[Data excerpts]
____________________

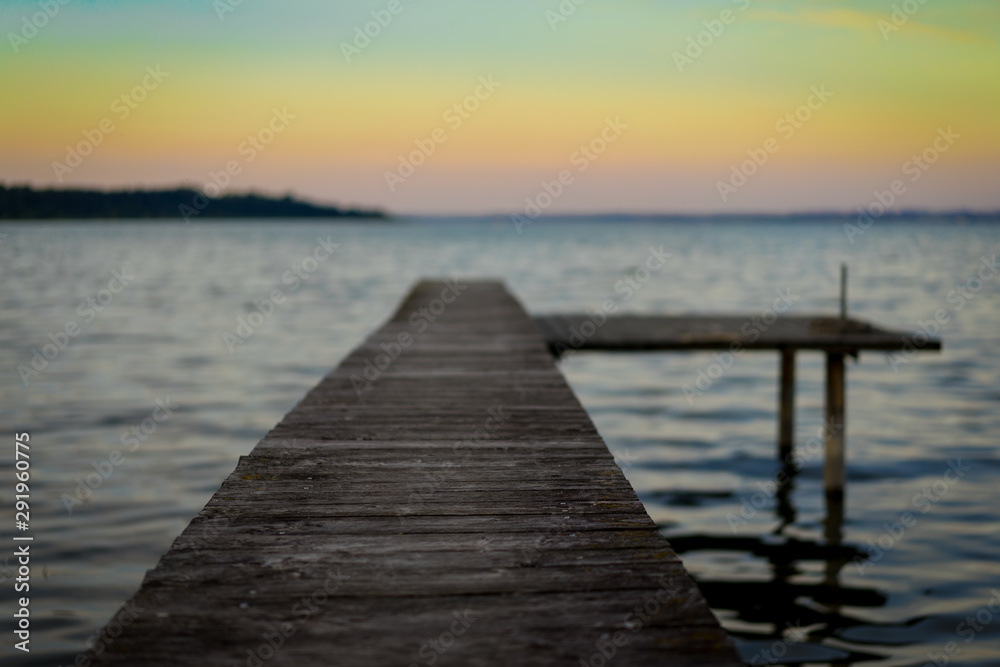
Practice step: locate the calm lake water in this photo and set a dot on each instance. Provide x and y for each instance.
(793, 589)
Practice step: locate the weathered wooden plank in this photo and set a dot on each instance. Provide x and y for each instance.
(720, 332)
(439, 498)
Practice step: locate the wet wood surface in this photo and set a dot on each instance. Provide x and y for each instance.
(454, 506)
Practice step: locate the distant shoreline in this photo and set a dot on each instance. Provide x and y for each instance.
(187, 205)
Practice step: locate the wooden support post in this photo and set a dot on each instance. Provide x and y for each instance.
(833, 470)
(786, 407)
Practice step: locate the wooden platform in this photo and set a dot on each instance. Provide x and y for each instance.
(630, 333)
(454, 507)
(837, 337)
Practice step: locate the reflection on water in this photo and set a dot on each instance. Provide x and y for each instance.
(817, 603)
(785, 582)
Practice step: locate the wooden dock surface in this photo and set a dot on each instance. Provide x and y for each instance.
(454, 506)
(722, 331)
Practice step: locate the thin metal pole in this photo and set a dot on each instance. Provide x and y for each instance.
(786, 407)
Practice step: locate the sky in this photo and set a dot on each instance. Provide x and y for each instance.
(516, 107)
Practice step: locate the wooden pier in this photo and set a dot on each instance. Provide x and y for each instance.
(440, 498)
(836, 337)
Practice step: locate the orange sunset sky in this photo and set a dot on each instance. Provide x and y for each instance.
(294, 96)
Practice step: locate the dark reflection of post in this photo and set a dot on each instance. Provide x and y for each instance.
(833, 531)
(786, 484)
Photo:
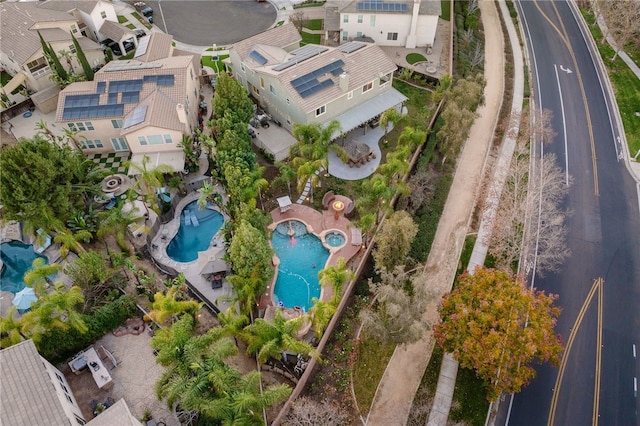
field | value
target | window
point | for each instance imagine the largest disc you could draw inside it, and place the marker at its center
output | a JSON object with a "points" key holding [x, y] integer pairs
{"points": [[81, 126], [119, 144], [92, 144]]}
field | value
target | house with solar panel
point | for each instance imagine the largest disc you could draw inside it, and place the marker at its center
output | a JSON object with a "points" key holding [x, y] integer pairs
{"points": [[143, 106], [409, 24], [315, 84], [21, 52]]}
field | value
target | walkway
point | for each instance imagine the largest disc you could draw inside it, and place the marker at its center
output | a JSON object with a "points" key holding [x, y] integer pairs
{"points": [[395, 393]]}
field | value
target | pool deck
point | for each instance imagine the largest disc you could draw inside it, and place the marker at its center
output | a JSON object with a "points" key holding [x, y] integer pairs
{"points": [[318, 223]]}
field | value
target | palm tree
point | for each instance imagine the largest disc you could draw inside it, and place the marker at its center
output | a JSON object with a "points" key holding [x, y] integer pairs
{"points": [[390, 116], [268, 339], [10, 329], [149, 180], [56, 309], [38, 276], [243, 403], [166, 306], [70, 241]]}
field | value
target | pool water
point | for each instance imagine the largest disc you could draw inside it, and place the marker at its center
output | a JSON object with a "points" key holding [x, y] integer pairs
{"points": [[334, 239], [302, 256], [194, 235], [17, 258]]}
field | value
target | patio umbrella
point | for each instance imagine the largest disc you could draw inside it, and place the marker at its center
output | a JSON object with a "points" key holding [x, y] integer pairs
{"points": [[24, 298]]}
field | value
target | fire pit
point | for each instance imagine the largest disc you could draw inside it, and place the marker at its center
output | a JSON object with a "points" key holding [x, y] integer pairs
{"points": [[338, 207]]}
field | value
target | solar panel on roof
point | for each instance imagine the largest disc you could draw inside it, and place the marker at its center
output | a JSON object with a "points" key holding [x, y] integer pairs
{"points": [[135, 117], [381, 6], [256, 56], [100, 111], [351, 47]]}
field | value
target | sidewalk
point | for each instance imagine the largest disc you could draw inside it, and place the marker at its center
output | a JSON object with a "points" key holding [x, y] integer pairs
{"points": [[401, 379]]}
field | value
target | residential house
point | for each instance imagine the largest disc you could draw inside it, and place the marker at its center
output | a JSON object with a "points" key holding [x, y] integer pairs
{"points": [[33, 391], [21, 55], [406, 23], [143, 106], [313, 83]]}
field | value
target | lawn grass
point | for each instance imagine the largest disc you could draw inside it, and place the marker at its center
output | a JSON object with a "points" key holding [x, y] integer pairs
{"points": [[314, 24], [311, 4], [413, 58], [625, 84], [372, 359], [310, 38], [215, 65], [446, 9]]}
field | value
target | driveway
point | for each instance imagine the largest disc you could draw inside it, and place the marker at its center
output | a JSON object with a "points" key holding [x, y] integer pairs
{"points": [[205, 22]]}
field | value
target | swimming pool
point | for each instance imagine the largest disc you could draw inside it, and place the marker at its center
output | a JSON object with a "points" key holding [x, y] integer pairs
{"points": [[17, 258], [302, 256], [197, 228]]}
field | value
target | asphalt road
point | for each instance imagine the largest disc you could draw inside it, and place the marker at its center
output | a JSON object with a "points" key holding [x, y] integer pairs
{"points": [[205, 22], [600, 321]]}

____________________

Problem requirements :: Would you copy out each line of the records above where the word "house" occurs?

Response below ::
target | house with solar panel
target | residential house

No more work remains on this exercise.